**Stated exercise 1**
In the rows, swap "rear door window" for "back door window" across the stretch from the line containing "TARGET = wheel arch" through the line containing "(1081, 301)", and give back only those lines with nothing else changed.

Systematic printing space recognition.

Boiangiu, Costin-Anton ; Petrescu, Serban Barbu ; Moldoveanu, Alin Dragos Bogdan 等

1. INTRODUCTION

Playing a major role in high volume document digitization (Yacoub et al., 2005), print space recognition is very important both from the qualitative point of view, as well as from the overall time-performance and costs of the digitization process perspective (Di Zenzo et al., 1996). As shown by the tests which have been performed, the technique shown in this paper is suitable for most types of input documents.

Further research will be aimed at improving the proposed algorithm by constraining the detection of fixed-dimensional cropping frames for a series of related scanned documents. Moreover, an extension of the algorithm which takes into consideration the particularities of high-quality color digital images of documents (as opposed to greyscale) will be studied.

2. ALGORITHM OUTLINE

Scanning books and documents flat against the glass of a scanner cannot be a viable solution for many document digitization projects (Breuel, 2003). Many documents are quite fragile and pressing them firmly in order to ensure that the entire page is flat on the glass of a scanner might lead to further, unacceptable damage. Furthermore, many books, particularly textbooks, have gutters (the inner margins next to the book's spine) very close to the binding. (Zhang & Tan, 2005). This makes it very difficult to scan the pages without unbinding the book (so the pages are separated and then can lie flat on the scanning glass).

**Stated exercise 2**
Answer these questions about the print space recognition paper:
(a) For what share of input documents does the paper say its technique is suitable?
(b) What kind of images will an extension of the algorithm take into consideration?
(c) How does the paper define gutters?

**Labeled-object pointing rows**
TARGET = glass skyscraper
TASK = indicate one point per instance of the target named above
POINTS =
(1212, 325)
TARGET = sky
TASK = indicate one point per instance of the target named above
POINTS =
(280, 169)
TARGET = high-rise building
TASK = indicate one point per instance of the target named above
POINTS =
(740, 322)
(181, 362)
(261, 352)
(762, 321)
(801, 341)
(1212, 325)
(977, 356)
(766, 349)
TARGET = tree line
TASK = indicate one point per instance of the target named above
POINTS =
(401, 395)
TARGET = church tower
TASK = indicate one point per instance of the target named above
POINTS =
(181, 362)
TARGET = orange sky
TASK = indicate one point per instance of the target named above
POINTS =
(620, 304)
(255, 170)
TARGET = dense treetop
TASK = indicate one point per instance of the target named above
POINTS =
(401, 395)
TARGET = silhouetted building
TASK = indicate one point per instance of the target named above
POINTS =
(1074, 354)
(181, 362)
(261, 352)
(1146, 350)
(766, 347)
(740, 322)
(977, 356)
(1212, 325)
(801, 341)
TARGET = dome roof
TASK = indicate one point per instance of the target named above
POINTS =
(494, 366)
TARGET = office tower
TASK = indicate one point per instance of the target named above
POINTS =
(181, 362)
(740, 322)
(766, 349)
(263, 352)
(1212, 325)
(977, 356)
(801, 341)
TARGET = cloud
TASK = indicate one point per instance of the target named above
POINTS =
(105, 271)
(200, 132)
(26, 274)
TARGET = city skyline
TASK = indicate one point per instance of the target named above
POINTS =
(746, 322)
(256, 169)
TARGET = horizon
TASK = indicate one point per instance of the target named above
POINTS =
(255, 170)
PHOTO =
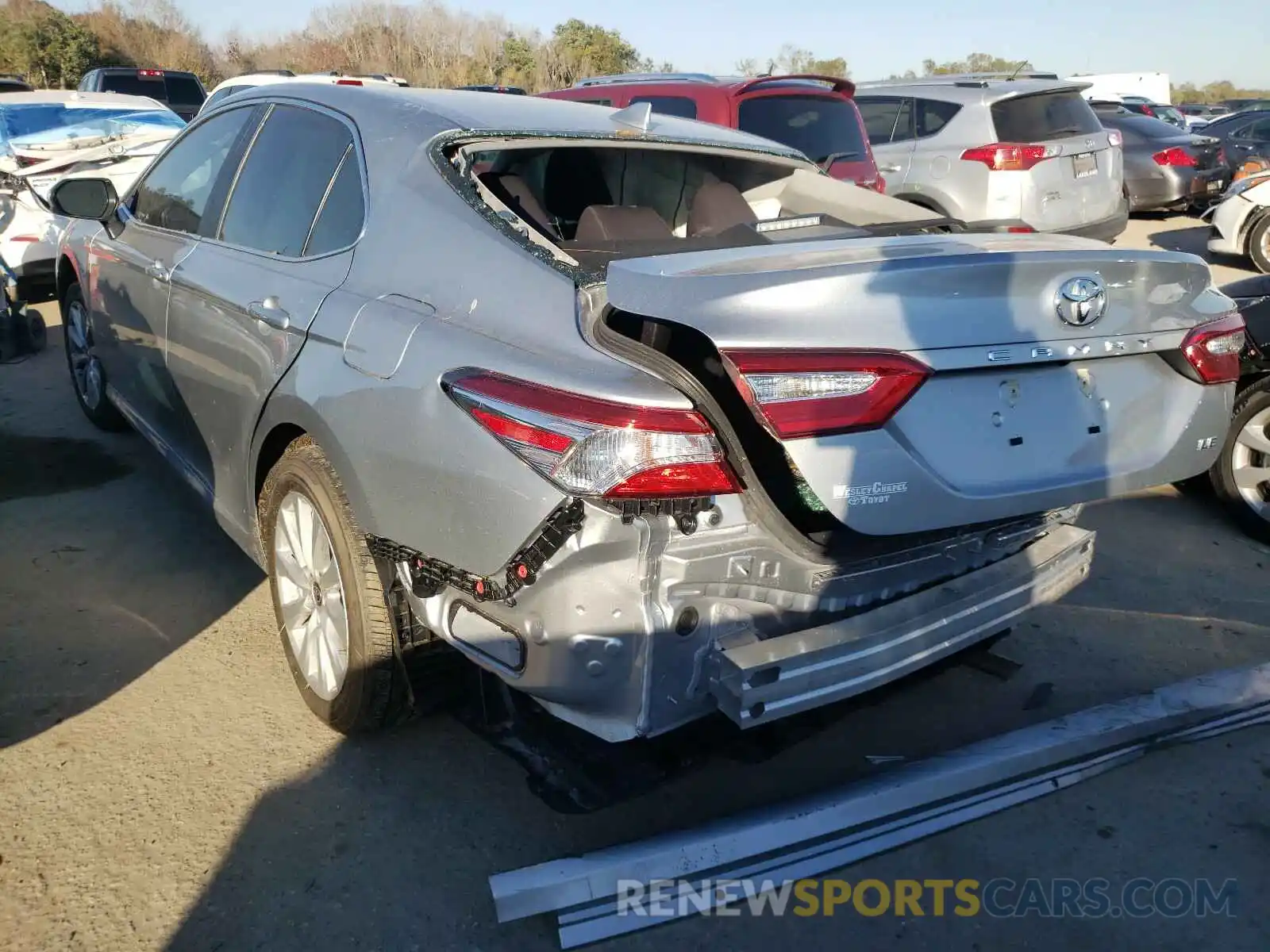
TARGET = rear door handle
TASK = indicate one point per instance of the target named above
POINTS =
(271, 313)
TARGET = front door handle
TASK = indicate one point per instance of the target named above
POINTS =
(271, 313)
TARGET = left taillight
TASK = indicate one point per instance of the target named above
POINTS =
(817, 393)
(1213, 349)
(591, 447)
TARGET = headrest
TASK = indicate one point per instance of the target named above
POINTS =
(622, 222)
(717, 207)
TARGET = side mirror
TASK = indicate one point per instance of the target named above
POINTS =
(93, 200)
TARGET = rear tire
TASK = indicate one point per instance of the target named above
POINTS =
(352, 679)
(1245, 457)
(88, 376)
(1259, 244)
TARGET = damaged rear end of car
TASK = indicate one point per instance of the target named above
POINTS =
(888, 425)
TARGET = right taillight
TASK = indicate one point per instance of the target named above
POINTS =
(591, 447)
(1010, 156)
(816, 393)
(1213, 349)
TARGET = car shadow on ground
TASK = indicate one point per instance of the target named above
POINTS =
(98, 520)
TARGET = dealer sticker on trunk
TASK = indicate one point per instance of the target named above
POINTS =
(872, 494)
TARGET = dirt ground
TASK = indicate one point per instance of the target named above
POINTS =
(163, 786)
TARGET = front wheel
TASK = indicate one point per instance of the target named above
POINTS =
(1259, 244)
(1241, 475)
(328, 596)
(88, 376)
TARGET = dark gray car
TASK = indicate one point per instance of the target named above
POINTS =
(648, 416)
(1164, 167)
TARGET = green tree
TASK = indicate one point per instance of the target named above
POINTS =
(48, 48)
(791, 59)
(587, 48)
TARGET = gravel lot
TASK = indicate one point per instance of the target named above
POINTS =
(163, 786)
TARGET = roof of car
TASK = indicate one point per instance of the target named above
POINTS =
(968, 90)
(378, 109)
(74, 97)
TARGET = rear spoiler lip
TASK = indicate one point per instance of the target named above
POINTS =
(837, 84)
(1005, 92)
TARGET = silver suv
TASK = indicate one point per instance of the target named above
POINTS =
(999, 150)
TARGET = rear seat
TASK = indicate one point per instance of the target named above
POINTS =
(514, 194)
(717, 207)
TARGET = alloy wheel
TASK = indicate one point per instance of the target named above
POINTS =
(1250, 463)
(86, 366)
(310, 594)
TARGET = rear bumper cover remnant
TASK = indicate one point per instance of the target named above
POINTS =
(791, 673)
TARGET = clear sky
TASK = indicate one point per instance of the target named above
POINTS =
(876, 38)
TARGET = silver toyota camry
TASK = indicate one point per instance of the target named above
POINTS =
(647, 416)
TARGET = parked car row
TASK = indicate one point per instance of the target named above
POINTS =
(48, 135)
(1026, 152)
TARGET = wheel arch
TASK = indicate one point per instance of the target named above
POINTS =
(67, 273)
(1250, 221)
(286, 419)
(925, 201)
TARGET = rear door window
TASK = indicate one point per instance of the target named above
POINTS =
(1043, 117)
(342, 215)
(1257, 131)
(285, 179)
(818, 126)
(183, 90)
(880, 114)
(933, 114)
(135, 86)
(670, 106)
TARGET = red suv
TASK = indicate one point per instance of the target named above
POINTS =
(814, 114)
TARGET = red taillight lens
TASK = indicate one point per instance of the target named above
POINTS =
(1213, 349)
(590, 447)
(1010, 156)
(1178, 156)
(800, 393)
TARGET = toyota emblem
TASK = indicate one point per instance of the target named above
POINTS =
(1081, 301)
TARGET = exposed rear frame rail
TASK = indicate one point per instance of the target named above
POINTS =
(829, 831)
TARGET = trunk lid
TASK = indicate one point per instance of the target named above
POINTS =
(1022, 412)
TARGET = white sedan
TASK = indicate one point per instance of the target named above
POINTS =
(48, 135)
(1241, 221)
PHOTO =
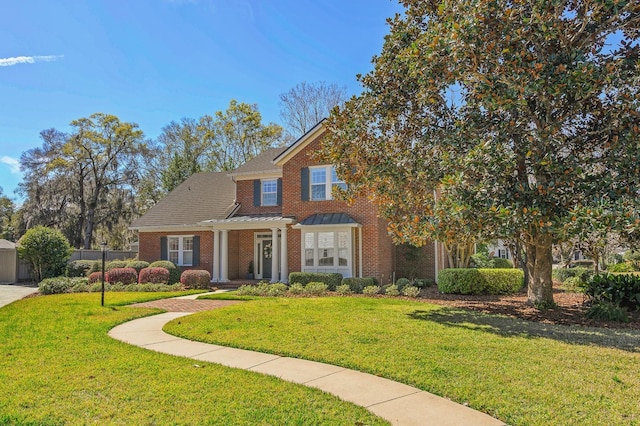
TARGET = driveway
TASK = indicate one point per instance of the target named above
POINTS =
(13, 292)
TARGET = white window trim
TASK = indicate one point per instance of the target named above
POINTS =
(329, 183)
(181, 249)
(262, 192)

**Task result 1**
TARGET = wheel arch
TASK = indicate one point per instance of the target named above
POINTS =
(67, 273)
(1250, 221)
(286, 419)
(925, 201)
TARGET = back door window
TASK = indicate one point per instance of the target named above
POINTS =
(1043, 117)
(342, 215)
(1257, 131)
(285, 179)
(818, 126)
(183, 90)
(880, 114)
(933, 114)
(135, 86)
(670, 106)
TARGET = red suv
TASK = indicate one point per instance of the target named above
POINTS =
(814, 114)
TARGET = red taillight lens
TASK = indicate one point per instance of the target named above
POINTS =
(1213, 349)
(590, 447)
(1010, 156)
(1178, 156)
(800, 393)
TARGET = toyota emblem
TASK = indicate one point per instance of the target named above
POINTS =
(1081, 301)

**Task result 2**
(a) Most types of input documents.
(b) High-quality color digital images of documents, as opposed to greyscale.
(c) The inner margins next to the book's spine.